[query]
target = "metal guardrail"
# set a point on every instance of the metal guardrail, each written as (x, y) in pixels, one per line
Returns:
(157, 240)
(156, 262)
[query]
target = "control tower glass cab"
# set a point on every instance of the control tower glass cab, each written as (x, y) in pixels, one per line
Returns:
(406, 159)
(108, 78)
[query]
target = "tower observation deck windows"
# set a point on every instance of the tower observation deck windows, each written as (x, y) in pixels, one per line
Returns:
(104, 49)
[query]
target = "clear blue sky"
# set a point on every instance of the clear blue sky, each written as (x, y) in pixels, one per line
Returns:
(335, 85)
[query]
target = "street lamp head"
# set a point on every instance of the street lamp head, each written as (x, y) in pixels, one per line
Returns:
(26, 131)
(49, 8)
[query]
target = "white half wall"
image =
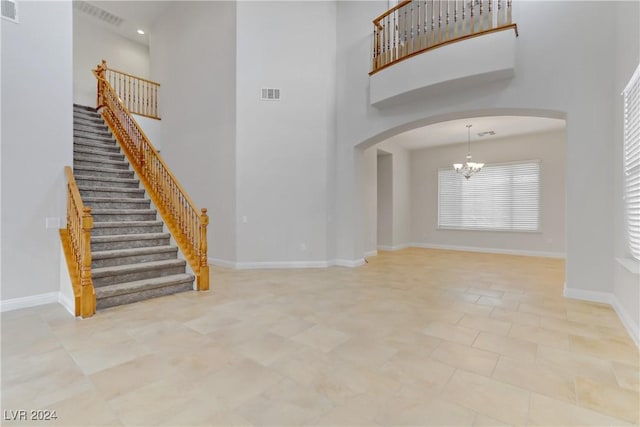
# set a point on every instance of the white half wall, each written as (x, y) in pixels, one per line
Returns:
(549, 148)
(91, 44)
(193, 56)
(283, 146)
(37, 143)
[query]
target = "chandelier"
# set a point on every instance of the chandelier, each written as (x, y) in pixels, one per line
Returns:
(469, 168)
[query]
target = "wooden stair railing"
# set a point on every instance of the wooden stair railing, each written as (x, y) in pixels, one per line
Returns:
(187, 224)
(76, 242)
(416, 26)
(139, 95)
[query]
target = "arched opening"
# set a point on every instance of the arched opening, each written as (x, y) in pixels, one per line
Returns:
(415, 158)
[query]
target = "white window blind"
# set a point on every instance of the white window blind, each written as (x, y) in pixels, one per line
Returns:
(500, 197)
(632, 161)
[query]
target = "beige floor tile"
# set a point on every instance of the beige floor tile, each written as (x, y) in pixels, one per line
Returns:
(464, 357)
(572, 363)
(286, 404)
(364, 352)
(515, 317)
(231, 387)
(545, 411)
(628, 376)
(540, 336)
(508, 304)
(321, 338)
(606, 348)
(450, 332)
(537, 378)
(430, 413)
(485, 324)
(411, 368)
(493, 398)
(266, 349)
(610, 400)
(337, 346)
(512, 347)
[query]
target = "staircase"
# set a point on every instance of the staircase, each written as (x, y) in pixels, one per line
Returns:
(132, 258)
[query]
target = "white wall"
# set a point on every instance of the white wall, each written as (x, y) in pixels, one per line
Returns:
(37, 73)
(626, 285)
(91, 44)
(567, 83)
(193, 56)
(384, 209)
(549, 148)
(283, 147)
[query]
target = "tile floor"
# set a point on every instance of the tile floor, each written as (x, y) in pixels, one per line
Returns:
(415, 337)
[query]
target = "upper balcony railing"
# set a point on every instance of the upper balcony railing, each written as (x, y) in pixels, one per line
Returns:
(415, 26)
(139, 95)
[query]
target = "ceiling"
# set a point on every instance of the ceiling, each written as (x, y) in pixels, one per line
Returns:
(454, 131)
(135, 15)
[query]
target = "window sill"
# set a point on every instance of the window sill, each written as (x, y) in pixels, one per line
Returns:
(630, 264)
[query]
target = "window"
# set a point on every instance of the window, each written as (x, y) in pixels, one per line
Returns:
(632, 161)
(500, 197)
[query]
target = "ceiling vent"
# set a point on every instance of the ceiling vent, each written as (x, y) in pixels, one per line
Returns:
(97, 13)
(270, 94)
(488, 133)
(9, 10)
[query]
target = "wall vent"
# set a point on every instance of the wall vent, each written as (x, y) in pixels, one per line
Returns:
(270, 94)
(9, 10)
(97, 13)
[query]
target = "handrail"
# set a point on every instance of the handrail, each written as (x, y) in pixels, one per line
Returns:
(140, 95)
(416, 26)
(77, 244)
(187, 225)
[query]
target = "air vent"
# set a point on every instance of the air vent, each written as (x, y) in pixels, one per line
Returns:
(270, 94)
(9, 10)
(488, 133)
(97, 13)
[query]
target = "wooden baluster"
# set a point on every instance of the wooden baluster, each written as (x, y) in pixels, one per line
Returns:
(203, 274)
(87, 293)
(446, 25)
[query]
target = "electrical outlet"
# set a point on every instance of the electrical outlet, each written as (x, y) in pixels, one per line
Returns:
(52, 222)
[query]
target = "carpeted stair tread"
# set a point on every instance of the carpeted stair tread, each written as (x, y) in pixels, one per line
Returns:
(106, 179)
(115, 270)
(93, 152)
(115, 224)
(114, 189)
(127, 237)
(131, 252)
(139, 285)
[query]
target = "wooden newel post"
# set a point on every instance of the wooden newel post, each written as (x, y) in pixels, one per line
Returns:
(203, 276)
(101, 69)
(87, 292)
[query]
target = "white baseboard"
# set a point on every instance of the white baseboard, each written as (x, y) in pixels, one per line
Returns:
(348, 262)
(68, 304)
(393, 248)
(30, 301)
(521, 252)
(281, 264)
(222, 263)
(612, 300)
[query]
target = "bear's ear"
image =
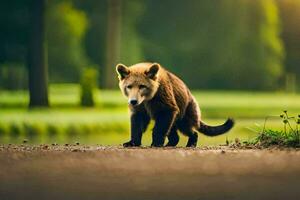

TASK DETAILS
Reproduce the data exactly as it appears above. Pictures are to be left out.

WRITTEN SOLUTION
[query]
target = "metal guardrail"
# set a point on every instance of the metal guardrail, each written as (x, y) in pixels, one per line
Returns:
(157, 240)
(156, 262)
[query]
target = "control tower glass cab"
# set a point on every instance of the control tower glass cab, each written as (x, y) in pixels, one per line
Returns:
(406, 159)
(108, 78)
[query]
target = "tower observation deck windows"
# set a point on every instance of the tower observation deck windows, each written as (x, y) in pixels, one per line
Returns:
(104, 49)
[query]
target = "clear blue sky"
# set a point on every instance of the clear blue sky, each written as (x, y) in pixels, one per line
Returns:
(335, 85)
[query]
target = "street lamp head"
# set a point on every instance of the street lamp head, each written as (x, y) in pixels, one per line
Returns:
(26, 131)
(49, 8)
[query]
target = "white half wall"
image =
# set a point on every instance of the white half wall, each written as (x, y) in pixels, one per line
Returns:
(549, 148)
(91, 44)
(193, 56)
(283, 146)
(37, 143)
[query]
target = "chandelier"
# set a point on every instance of the chandelier, each written as (x, y) in pixels, one per line
Returns:
(469, 168)
[query]
target = "wooden stair railing"
# set a point on every instance of the wooden stair railing, each written as (x, y) in pixels, one per line
Returns:
(187, 224)
(76, 242)
(416, 26)
(139, 95)
[query]
target = "arched opening"
# set a point on every instance of the arched opening, each written as (x, y) in pixels, one per line
Returns:
(415, 158)
[query]
target = "white window blind"
# set a point on every instance of the white window blind, each written as (x, y) in pixels, one per line
Returns:
(500, 197)
(632, 161)
[query]
target = "beige floor tile"
# set a point on every instance of the beige floor tile, each written as (x, y) in pixels, one per line
Returns:
(464, 357)
(572, 363)
(286, 404)
(364, 352)
(515, 317)
(231, 387)
(545, 411)
(628, 376)
(540, 336)
(508, 304)
(321, 338)
(606, 348)
(450, 332)
(537, 378)
(430, 413)
(485, 324)
(411, 368)
(493, 398)
(266, 349)
(610, 400)
(337, 346)
(512, 347)
[query]
target = "staircase"
# set a point on every instance of the staircase, each written as (x, y) in pixels, one per line
Returns:
(132, 258)
[query]
target = "white wall"
# set a point on every instance of the white wall, each written as (x, y) in pixels, one per line
Returns:
(37, 73)
(626, 285)
(91, 44)
(567, 83)
(193, 56)
(384, 209)
(549, 148)
(283, 147)
[query]
target = "tile floor"
# set a point on every instance of the tile floor, each written as (x, y) in pixels, one per line
Returns:
(415, 337)
[query]
target = "upper balcony railing"
# set a point on every instance of the upper balcony railing, each written as (x, y) in pixels, one per line
Returns:
(415, 26)
(139, 95)
[query]
target = "ceiling"
# set a point on every instance of the ceiling, each written as (x, y) in pixels, one per line
Returns:
(454, 131)
(135, 15)
[query]
target = "window sill"
# set a point on every instance of the window sill, each written as (x, y) in pixels, one per line
Returns:
(630, 264)
[query]
target = "window"
# set a point on every instance of the window, each written as (x, y) in pixels, one per line
Returns:
(632, 161)
(500, 197)
[query]
target = "ceiling vent"
# set a point on every instance of the ceiling vent, each written as (x, y) in pixels, one per line
Returns:
(97, 13)
(270, 94)
(488, 133)
(9, 10)
[query]
target = "wall vent"
# set a point on every instance of the wall vent, each written as (x, y) in pixels, one per line
Returns:
(270, 94)
(9, 10)
(97, 13)
[query]
target = "handrail"
# set a point on every instance of the handrail, each written as (x, y) in pixels, one per line
Returns:
(140, 95)
(416, 26)
(77, 244)
(187, 225)
[query]
target = "air vent"
# set a point on every instance of the air vent, each written as (x, y) in pixels, one per line
Returns:
(270, 94)
(9, 10)
(488, 133)
(97, 13)
[query]
target = "wooden baluster"
# set a point on every instance of the wooden baluster, each written as (x, y) in pixels, one per line
Returns:
(203, 274)
(87, 293)
(446, 25)
[query]
target = "electrical outlet"
# set a point on every instance of the electrical outlet, each written as (x, y) in pixels, one per line
Returns:
(52, 222)
[query]
target = "carpeted stair tread"
# set a point on every instance of the carpeted stair tread, each written as (x, y) in pixels, one per line
Returns:
(106, 179)
(115, 270)
(93, 152)
(115, 224)
(114, 189)
(127, 237)
(131, 252)
(139, 285)
[query]
target = "wooden newel post"
# set a point on every instance of the wooden newel post, each written as (x, y) in pixels, one per line
Returns:
(203, 276)
(101, 69)
(87, 292)
[query]
target = "white baseboard"
# set a point on every instance of the white baseboard, each written as (x, y) in pixels, one per line
Returns:
(348, 262)
(68, 304)
(393, 248)
(30, 301)
(521, 252)
(281, 264)
(222, 263)
(612, 300)
[query]
target = "bear's ear"
image =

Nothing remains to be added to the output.